▶ **Problem to work on**
In the records below, locate the line containing "star anise in"; output that line and every following line through the last, exactly.

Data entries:
** BEGIN **

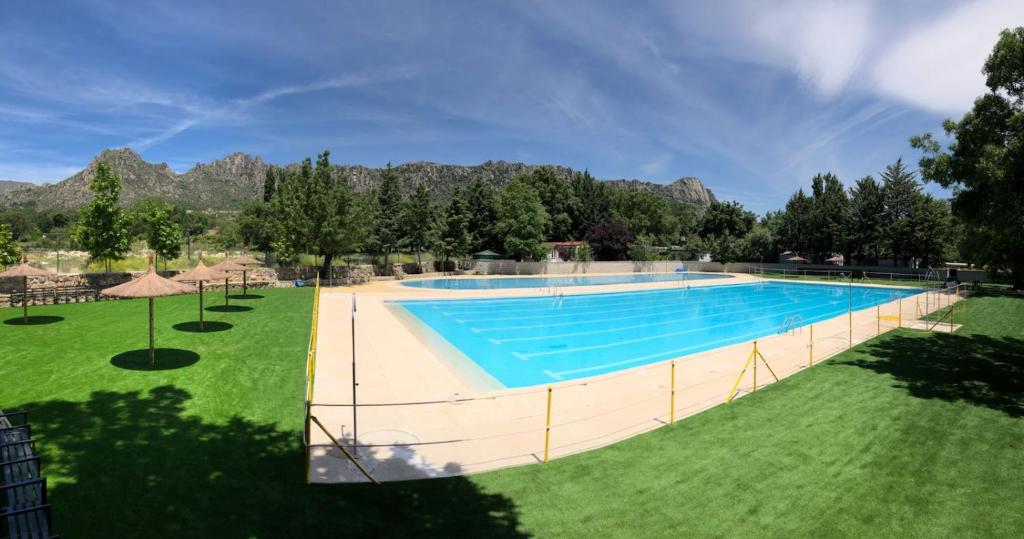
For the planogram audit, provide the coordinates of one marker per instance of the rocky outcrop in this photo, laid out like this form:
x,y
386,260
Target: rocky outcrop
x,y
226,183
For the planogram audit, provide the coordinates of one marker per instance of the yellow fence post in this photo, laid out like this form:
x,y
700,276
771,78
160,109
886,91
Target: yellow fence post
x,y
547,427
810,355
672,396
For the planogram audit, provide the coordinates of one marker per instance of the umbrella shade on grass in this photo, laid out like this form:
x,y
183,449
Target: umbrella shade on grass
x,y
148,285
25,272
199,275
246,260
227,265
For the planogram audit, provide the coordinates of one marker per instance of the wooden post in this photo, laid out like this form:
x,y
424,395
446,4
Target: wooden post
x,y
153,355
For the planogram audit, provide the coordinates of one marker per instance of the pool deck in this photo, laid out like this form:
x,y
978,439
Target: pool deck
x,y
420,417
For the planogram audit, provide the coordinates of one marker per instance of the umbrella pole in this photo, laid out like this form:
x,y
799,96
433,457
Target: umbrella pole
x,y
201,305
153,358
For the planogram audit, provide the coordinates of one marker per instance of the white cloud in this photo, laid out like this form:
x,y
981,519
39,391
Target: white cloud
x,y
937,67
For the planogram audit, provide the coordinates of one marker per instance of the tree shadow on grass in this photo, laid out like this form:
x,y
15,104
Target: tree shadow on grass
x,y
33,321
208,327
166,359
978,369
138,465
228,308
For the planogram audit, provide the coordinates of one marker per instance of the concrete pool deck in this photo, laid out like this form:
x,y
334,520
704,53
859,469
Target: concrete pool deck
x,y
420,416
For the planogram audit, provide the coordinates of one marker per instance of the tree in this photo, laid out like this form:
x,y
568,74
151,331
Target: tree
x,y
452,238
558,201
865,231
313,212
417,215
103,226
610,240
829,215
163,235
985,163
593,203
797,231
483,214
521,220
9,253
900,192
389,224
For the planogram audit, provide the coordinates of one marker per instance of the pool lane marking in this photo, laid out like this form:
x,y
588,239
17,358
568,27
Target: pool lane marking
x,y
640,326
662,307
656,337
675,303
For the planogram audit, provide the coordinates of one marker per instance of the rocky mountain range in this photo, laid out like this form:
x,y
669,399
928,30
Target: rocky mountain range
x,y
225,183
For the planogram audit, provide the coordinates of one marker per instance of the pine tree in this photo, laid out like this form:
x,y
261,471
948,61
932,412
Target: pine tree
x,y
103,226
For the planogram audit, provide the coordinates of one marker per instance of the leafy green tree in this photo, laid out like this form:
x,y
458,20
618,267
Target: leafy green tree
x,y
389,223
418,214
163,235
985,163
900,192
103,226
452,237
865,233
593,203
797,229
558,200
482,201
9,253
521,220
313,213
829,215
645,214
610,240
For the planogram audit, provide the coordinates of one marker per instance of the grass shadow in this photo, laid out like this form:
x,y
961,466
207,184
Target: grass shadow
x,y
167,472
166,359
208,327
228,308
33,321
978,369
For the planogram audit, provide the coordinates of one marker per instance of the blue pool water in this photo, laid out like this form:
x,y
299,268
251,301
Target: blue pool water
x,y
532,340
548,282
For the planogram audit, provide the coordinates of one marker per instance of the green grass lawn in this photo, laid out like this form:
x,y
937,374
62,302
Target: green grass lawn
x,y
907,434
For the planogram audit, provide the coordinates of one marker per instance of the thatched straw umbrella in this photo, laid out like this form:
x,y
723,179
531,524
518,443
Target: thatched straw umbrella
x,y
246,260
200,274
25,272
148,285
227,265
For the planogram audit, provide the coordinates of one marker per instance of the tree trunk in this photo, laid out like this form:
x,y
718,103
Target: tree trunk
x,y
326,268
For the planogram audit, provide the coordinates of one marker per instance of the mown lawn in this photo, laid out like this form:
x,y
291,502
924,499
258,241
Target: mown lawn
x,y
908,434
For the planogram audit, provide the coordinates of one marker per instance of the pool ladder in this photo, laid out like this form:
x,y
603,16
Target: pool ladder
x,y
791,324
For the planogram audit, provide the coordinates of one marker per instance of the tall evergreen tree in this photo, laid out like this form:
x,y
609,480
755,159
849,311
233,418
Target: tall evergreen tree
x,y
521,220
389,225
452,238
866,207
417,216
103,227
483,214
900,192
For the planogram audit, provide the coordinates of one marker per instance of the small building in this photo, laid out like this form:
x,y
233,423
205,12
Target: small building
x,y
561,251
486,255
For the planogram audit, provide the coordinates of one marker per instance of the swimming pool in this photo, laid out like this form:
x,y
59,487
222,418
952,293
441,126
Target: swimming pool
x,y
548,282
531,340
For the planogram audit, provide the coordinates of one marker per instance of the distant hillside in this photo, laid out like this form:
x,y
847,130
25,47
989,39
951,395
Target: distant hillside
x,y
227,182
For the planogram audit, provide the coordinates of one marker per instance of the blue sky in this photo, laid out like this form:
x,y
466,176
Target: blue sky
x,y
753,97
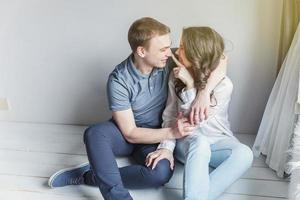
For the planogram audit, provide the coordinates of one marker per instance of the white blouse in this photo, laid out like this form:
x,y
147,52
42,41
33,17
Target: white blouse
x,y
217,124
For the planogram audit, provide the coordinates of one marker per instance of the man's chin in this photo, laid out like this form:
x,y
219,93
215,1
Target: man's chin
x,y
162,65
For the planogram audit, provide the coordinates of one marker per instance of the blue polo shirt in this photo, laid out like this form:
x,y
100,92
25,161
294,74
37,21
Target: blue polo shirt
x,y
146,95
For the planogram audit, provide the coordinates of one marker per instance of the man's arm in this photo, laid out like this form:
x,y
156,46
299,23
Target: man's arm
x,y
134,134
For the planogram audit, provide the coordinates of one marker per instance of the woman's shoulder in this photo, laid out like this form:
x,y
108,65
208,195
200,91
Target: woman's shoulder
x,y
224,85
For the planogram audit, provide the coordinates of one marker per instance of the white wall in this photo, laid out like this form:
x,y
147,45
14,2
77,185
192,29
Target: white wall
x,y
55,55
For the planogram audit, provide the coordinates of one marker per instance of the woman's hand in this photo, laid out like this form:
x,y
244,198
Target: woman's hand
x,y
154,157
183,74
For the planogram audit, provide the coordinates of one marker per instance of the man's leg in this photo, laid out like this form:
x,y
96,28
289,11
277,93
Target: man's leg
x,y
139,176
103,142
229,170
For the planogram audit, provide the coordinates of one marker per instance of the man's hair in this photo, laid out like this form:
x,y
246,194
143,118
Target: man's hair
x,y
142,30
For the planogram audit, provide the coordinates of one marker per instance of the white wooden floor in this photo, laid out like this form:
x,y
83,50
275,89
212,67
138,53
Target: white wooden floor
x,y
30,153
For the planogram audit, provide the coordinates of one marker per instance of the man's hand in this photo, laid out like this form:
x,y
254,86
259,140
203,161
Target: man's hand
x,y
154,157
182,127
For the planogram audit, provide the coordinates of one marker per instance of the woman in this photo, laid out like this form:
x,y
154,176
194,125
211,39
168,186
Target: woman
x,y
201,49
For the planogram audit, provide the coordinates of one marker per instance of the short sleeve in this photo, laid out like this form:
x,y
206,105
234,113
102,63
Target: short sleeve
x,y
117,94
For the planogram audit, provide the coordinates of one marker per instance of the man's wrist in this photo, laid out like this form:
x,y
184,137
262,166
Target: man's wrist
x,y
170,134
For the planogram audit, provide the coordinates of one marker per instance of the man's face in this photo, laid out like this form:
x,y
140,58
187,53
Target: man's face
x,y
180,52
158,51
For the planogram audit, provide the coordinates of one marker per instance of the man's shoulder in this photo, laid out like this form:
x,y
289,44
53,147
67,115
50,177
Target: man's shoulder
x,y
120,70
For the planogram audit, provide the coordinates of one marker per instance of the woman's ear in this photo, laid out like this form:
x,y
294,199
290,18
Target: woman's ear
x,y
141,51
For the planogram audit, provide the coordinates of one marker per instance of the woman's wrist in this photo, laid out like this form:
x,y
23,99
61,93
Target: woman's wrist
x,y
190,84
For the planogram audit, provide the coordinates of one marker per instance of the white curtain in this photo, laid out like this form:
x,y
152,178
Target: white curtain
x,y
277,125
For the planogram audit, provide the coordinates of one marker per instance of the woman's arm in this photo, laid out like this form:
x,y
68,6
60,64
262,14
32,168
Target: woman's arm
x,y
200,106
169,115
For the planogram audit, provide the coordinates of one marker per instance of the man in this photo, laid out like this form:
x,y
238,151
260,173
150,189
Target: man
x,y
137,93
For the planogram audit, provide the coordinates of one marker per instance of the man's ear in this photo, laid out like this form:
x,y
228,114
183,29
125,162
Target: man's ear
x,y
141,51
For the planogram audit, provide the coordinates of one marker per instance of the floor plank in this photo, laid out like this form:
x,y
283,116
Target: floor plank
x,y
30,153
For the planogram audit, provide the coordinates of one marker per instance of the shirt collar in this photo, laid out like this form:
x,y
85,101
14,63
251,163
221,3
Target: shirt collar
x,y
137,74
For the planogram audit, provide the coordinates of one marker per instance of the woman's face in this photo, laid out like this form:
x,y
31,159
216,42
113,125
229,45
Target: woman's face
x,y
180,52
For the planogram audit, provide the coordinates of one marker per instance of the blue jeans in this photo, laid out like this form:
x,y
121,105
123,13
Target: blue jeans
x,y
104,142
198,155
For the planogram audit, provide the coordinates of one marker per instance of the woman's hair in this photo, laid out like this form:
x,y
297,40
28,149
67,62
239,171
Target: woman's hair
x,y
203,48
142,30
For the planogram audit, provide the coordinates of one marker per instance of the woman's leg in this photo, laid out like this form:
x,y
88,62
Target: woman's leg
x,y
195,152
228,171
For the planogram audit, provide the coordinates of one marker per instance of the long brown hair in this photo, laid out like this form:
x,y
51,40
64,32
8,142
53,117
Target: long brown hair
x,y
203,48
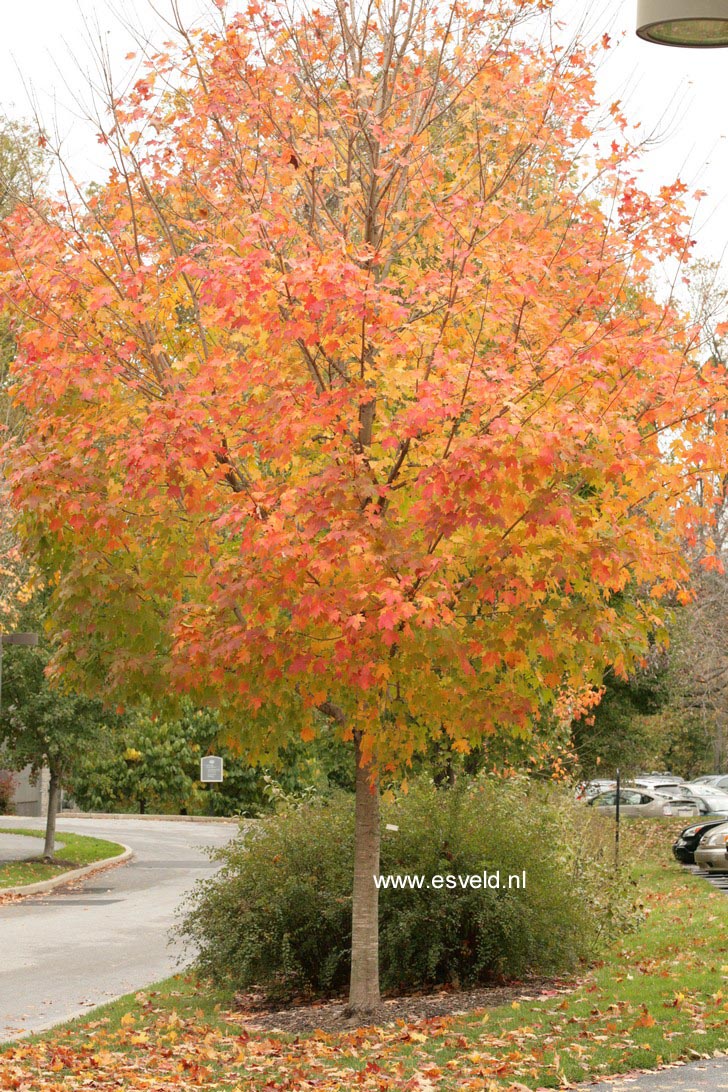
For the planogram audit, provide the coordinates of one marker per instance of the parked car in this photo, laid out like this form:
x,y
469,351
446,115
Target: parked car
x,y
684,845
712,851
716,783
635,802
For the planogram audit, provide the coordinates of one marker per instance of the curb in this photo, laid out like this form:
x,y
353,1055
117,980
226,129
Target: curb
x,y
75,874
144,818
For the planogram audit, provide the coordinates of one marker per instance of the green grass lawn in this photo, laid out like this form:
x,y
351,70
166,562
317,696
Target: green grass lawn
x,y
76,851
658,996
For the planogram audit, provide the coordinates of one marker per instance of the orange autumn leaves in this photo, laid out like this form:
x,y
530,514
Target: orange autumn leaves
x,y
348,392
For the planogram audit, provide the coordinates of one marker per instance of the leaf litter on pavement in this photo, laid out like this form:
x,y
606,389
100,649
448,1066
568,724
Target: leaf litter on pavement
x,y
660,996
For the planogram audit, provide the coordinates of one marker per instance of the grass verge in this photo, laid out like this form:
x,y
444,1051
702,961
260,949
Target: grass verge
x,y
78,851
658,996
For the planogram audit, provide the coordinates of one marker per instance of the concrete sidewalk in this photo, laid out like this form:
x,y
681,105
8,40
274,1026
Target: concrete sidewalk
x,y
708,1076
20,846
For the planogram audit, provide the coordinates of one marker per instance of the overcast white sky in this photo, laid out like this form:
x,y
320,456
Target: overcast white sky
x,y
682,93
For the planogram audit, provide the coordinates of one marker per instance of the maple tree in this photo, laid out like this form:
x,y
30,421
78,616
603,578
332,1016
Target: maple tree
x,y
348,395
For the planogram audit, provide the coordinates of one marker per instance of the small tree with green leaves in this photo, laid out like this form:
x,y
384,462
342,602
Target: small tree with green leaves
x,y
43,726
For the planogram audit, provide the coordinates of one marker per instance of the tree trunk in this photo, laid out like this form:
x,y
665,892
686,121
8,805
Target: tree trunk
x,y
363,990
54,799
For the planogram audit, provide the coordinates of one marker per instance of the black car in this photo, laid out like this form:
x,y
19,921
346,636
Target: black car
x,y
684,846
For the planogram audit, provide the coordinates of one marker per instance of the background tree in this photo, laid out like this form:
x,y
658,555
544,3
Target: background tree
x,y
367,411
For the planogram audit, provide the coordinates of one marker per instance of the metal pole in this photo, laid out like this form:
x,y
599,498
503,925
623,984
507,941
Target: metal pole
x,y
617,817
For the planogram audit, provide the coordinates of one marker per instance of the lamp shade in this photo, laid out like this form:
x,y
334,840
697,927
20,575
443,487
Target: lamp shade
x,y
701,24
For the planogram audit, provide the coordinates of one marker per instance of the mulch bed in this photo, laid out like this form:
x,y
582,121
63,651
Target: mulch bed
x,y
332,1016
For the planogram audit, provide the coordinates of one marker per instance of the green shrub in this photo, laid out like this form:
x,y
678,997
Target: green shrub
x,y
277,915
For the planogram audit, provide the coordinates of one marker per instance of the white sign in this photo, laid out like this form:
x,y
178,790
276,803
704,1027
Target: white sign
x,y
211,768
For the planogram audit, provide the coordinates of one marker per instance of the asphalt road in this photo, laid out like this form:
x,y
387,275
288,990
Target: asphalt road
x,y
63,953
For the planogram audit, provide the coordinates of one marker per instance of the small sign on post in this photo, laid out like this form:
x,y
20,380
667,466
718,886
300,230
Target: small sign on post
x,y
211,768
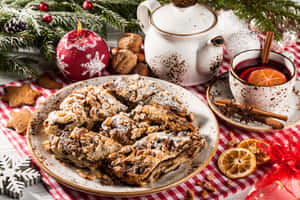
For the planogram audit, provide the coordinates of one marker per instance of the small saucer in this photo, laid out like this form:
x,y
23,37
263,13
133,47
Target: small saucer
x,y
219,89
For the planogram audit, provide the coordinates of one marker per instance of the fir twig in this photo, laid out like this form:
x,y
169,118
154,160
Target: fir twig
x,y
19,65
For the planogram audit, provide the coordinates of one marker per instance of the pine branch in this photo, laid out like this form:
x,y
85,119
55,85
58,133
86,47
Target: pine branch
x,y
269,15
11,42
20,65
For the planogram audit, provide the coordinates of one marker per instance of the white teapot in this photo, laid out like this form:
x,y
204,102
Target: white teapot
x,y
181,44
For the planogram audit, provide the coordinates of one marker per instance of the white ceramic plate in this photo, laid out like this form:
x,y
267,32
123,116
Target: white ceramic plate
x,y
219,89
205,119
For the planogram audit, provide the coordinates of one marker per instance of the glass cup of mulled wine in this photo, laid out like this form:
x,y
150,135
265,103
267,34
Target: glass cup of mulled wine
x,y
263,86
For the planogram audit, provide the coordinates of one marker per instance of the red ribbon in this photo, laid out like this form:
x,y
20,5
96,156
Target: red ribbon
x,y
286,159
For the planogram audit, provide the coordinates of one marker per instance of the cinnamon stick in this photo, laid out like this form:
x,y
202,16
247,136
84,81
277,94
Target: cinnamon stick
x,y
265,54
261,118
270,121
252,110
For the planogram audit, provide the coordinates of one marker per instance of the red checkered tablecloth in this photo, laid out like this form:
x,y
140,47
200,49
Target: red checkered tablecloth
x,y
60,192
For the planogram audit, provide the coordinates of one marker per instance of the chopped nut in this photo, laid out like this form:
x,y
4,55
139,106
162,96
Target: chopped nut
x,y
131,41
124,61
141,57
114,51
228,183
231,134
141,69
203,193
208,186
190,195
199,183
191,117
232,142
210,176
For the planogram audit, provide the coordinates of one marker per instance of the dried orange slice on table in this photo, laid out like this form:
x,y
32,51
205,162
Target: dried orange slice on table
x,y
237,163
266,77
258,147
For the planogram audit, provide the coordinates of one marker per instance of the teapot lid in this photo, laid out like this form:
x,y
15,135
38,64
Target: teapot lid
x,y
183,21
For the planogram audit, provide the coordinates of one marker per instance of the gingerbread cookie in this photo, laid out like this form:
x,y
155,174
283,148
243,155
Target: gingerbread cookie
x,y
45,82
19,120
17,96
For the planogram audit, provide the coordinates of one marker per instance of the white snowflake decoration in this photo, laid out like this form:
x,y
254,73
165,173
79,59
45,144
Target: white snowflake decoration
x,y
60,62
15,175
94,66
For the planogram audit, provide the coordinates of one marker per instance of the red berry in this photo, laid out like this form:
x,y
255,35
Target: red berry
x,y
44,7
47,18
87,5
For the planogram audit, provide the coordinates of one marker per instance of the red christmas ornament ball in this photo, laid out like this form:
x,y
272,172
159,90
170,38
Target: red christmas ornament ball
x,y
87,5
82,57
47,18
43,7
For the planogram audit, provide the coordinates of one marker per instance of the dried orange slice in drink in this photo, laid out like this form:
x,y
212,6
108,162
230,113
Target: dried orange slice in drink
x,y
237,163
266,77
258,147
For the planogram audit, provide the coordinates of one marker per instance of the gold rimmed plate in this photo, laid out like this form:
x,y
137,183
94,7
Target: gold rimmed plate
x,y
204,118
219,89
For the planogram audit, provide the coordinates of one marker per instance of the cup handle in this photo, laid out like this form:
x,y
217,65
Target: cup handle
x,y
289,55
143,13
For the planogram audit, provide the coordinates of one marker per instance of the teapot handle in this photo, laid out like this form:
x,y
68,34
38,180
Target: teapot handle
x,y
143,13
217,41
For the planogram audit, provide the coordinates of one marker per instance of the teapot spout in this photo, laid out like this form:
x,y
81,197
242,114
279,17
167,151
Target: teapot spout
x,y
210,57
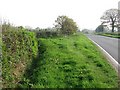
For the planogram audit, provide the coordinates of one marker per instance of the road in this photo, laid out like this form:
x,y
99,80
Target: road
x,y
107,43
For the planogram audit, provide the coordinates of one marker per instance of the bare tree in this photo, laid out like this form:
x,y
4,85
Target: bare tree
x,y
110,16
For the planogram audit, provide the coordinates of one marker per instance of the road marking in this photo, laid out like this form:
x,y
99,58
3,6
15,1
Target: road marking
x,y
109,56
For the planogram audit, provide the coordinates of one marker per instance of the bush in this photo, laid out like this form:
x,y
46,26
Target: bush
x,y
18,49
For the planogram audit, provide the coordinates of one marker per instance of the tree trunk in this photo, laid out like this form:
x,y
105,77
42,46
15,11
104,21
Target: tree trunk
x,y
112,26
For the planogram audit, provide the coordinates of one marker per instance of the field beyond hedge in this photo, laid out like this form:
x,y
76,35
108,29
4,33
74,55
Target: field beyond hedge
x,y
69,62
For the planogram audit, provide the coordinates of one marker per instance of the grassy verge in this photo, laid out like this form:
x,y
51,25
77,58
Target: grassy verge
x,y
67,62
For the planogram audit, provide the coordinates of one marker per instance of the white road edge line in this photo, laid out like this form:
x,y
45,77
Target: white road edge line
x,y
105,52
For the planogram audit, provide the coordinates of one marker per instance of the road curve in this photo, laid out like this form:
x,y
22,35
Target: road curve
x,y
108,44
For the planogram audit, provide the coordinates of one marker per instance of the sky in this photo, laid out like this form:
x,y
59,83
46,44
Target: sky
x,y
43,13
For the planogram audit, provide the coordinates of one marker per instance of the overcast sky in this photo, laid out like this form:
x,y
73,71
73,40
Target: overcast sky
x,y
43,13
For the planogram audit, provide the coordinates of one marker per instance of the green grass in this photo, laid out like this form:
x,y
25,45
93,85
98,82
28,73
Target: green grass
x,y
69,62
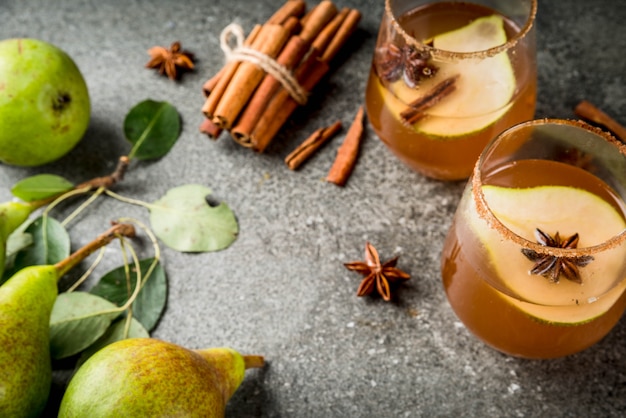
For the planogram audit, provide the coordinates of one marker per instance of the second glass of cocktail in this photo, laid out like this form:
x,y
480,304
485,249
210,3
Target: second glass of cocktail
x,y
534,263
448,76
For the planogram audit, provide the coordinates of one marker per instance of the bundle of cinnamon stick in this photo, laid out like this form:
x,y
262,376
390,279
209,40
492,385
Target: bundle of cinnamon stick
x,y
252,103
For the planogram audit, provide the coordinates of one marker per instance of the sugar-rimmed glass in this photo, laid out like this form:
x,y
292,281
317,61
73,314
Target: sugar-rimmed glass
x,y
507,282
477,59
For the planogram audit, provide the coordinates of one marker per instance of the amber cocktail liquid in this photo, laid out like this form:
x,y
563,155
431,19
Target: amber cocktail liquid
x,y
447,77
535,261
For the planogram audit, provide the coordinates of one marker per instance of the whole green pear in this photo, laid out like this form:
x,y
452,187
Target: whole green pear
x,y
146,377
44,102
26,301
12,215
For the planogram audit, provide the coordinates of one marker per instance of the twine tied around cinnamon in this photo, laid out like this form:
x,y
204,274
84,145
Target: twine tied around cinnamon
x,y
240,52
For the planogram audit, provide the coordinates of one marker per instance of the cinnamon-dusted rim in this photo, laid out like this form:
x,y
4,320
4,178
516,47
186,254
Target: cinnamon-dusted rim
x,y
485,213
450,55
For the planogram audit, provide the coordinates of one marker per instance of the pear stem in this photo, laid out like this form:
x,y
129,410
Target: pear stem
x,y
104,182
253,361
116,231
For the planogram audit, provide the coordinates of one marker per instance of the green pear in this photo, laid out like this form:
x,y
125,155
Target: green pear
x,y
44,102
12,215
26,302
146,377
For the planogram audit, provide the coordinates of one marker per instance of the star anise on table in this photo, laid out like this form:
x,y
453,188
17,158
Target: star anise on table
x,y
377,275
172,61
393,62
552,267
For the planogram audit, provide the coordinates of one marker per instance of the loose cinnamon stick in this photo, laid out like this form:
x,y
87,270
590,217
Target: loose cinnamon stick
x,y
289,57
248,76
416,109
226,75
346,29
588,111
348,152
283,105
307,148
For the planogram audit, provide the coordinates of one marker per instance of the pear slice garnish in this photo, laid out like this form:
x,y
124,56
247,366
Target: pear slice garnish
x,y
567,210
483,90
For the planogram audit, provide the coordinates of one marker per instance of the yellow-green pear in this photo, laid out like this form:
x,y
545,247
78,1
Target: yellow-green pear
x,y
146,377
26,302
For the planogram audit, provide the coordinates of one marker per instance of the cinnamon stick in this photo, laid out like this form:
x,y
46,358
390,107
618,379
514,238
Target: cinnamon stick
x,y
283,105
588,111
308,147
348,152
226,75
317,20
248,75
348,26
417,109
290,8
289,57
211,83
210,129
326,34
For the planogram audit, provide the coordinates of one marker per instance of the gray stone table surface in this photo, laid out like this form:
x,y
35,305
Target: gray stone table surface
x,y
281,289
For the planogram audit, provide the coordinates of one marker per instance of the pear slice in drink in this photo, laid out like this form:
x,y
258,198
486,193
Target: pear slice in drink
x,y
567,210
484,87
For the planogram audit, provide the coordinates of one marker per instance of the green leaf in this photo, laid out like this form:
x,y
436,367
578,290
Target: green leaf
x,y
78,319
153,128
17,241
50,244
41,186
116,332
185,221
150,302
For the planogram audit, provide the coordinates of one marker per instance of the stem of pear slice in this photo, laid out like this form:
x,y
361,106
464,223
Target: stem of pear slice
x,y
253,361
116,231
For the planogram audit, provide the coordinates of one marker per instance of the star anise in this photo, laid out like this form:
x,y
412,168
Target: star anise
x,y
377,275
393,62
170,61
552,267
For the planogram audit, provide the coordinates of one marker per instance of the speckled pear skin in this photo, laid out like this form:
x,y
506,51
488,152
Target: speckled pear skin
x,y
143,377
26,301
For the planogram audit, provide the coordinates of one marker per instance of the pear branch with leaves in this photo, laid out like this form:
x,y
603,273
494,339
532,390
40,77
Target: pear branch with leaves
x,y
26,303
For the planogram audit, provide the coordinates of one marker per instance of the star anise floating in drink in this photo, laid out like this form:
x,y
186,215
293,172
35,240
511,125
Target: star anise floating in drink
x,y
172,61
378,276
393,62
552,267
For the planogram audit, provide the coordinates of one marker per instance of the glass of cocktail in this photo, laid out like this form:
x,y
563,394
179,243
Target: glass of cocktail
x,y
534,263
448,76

** END **

▶ **Solution to this exercise**
For the planogram audit, provide the coordinates of one marker per instance of the star anise in this photo, laid out like this form:
x,y
412,168
Target: star anise
x,y
377,275
393,62
170,61
552,267
For the planogram audit, provide the coordinates of one marker per instance of the speckled pear skin in this photo, laid out like this form:
x,y
506,51
488,152
Target: speckled pear skin
x,y
143,377
26,301
For the planogram audit, provide the coordinates of one marker per instance of the pear branch with leaves in this photo, laid out like this form:
x,y
603,273
494,339
532,390
40,77
Target: pear branch with leaves
x,y
26,303
For the planogram audit, provide the coordinates of one marker per instance of the star anise floating in drink in this photo, laid out like this form:
x,y
186,215
293,172
35,240
511,125
Target: star anise floating in drink
x,y
172,61
378,276
393,62
552,267
For the planogram audit, provide the coordinates of one marker per instance of the glass of cocktail in this photo, laid out like this form:
x,y
563,394
179,243
Target: glass of cocktail
x,y
534,263
448,76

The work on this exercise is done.